Challenges
1 – Duplicate the part of the notes on gradients that opens with the words containing "With $m: \mathbb" and closes with "n $ Jacobian matrix.".
2 – Translate this sentence from the notes on gradients into Spanish, leaving the math notation unchanged: "Where $ \mathbf{J}\left [ m(\vec {x}) \right ]^\mathsf{T} $ denotes the transpose of the $n \times n $ Jacobian matrix."
3 – Write the next passage of the notes on gradients, picking up after their final sentence and keeping their style.

Selected extract
>>>
Gradient of the norm

The norm is a scalar function, $ \| \|: \mathbb R^n \rightarrow \mathbb R$
$ \vec x $ is a vector of dimension $n$: $ \{x_1, \cdots, x_n\} $

$$\nabla \| \vec {x} \| = \frac{ \vec {x}}{ \| \vec {x} \|} $$ If we re-write the norm as $ \| \| = norm() $ it may be more legible to some people: $$ norm(x_1, \cdots, x_n) = \frac{ \{x_1, \cdots, x_n\} } { norm(x_1, \cdots, x_n) } $$

Related: gradient of the squared norm (i.e. vector dot product).
The squared norm is a scalar function, $ \| \|^2: \mathbb R^n \rightarrow \mathbb R$
$$\nabla \Big [ \| \vec {x} \|^2 \Big ] = \nabla \dotprod{\vec x }{ \vec x} = 2 . \vec {x} $$

Not to be confused with when we compose with a vectored-valued function:
$ \| \vec u(t) \|^2: \mathbb R \rightarrow\mathbb R^n \rightarrow \mathbb R$
$\Big[\| \vec u(t) \|^2\Big]_t = \Big[\dotprod{\vec u}{\vec u}\Big]_t = 2 \dotprod{\vec u}{\vec u'}$

Gradient of a matrix

With $ M $ a $ n \times n $ matrix:

$$\nabla [ M \vec {x} ] = M $$

$\nabla [ \vec{x}^T M ] = M$

Or similarly with a vector $\vec v \in \mathbb R^n$

$$ \nabla \vec v^T \vec x = \vec v^T $$

Likewise for rigid transformations (rotations $ M \in \mathbb R^{3 \times 3}$ and translations $\vec t \in \mathbb R^3$):

$$\nabla [ M \vec {x} + \vec t ] = M $$

If, and only if $M$ is symetric:

$\nabla [ \vec{x}^T M \vec x ] = (M + M^T) \vec x = 2.M\vec{x}$

Chain rules

With $s: \mathbb R \rightarrow \mathbb R$ univariate and $f: \mathbb R^n \rightarrow \mathbb R$ multivariate real valued the operation boils down to an uniform scale of the gradient:

$$ \nabla \left [ s( f(\vec {x}) ) \right ] = s’( f(\vec {x}) ) \nabla f(\vec {x}) $$

Similar to the above consider $s: \mathbb R^n \rightarrow \mathbb R$ and plug in each parameter a scalar function $f_n: \mathbb R^n \rightarrow \mathbb R$. The gradient is now a weighted sum of $ \nabla f_n $:

$$ \begin{array}{lcl} \nabla \left [ s \left( f_1(\vec {p}), \cdots, f_n(\vec {p}) \right) \right ] & = & \frac{ \partial s( f_1(\vec {p}) )}{\partial x_1} . \nabla f_1(\vec {p}) + \cdots + \frac{ \partial s( f_n(\vec {p}) )}{\partial x_n} . \nabla f_n(\vec {p}) \\ \text{(or expressed as a dot product)} & = & \left [ \nabla f_1(\vec {p}), \cdots, \nabla f_n(\vec {p}) \right ] . \nabla s( f_1(\vec p), \cdots, f_n(\vec p)) \end{array} $$

With $m: \mathbb R^n \rightarrow \mathbb R^n$ deformation map and $f: \mathbb R^n \rightarrow \mathbb R$ multivariate scalar function the operation boils down to transform the gradient with a matrix: $$ \nabla \left [ f( m(\vec {x}) ) \right ] = \mathbf{J}\left [ m(\vec {x}) \right ]^\mathsf{T} \nabla f(m(\vec {x}))$$

Where $ \mathbf{J}\left [ m(\vec {x}) \right ]^\mathsf{T} $ denotes the transpose of the $n \times n $ Jacobian matrix.
<<<
Data rows
>>>
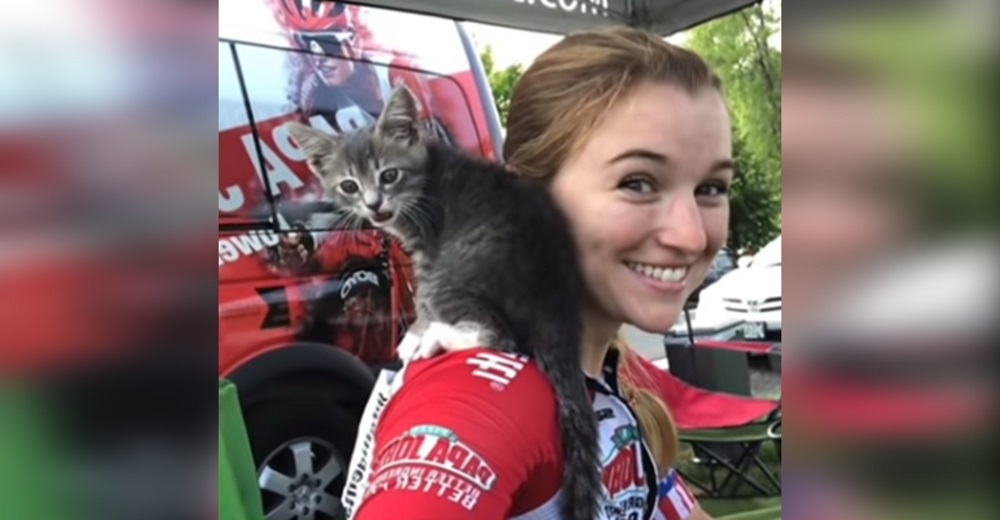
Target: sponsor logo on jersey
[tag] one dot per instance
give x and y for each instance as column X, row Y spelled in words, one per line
column 622, row 473
column 439, row 448
column 499, row 368
column 432, row 459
<<<
Exercise answers
1 –
With $m: \mathbb R^n \rightarrow \mathbb R^n$ deformation map and $f: \mathbb R^n \rightarrow \mathbb R$ multivariate scalar function the operation boils down to transform the gradient with a matrix: $$ \nabla \left [ f( m(\vec {x}) ) \right ] = \mathbf{J}\left [ m(\vec {x}) \right ]^\mathsf{T} \nabla f(m(\vec {x}))$$

Where $ \mathbf{J}\left [ m(\vec {x}) \right ]^\mathsf{T} $ denotes the transpose of the $n \times n $ Jacobian matrix.

2 – Donde $ \mathbf{J}\left [ m(\vec {x}) \right ]^\mathsf{T} $ denota la traspuesta de la matriz jacobiana de $n \times n $.

3 –
Related Jacobian rules

Jacobian of a linear function is the identity matrix $ I $ times the slope $ a $: $$ J[a \vec {x} + c] = a.I $$

Vector-valued function differentiation

Vector-valued functions or parametric functions have the following form: $\vec g(t) = \{g_1(t), \cdots, g_n(t) \}^T $

Chain rule

A univariate differentiation can lead to the use of $ \nabla $:

$f: \mathbb R^n \rightarrow \mathbb R$ multivariable scalar function
$\vec g: \mathbb R \rightarrow \mathbb R^n$ a parametric function with components $\vec g(x) = \{g_1, \cdots, g_n \}^T $:

$$ \begin{array}{lcl} \left [ f(\vec g(x)) \right ] ' & = & \langle\nabla f( \vec g(x))^T . \vec {g’(x)}\rangle \\ \text{(otherwise said)} & = & \frac{ \partial f(\vec {g}) }{\partial x_1} . \frac{ \partial g_1(x) }{\partial x} + \cdots + \frac{ \partial f(\vec {g}) }{\partial x_n} . \frac{ \partial g_n(x) }{\partial x} \end{array} $$

In short, we do the dot product between the gradient of $ f $ and the speed of $ g $

Example: differentiate the norm of the position vector

Consider, $\| g(t) \|: \mathbb R \rightarrow \mathbb R^n \rightarrow \mathbb R$ where:

$\| \|: \mathbb R^n \rightarrow \mathbb R$ is a multivariable scalar function
$\vec g: \mathbb R \rightarrow \mathbb R^n$ is a parametric function,

\[ \Big [\| g(t) \| \Big ]' = \nabla \| g(t) \| . g'(t) = \frac{g(t)}{ \| g(t) \| } \ . \ g'(t) \]

Usual operations

Sum rule, Product rule, Division rule, Scalar rule but also dot product rule and cross product rule.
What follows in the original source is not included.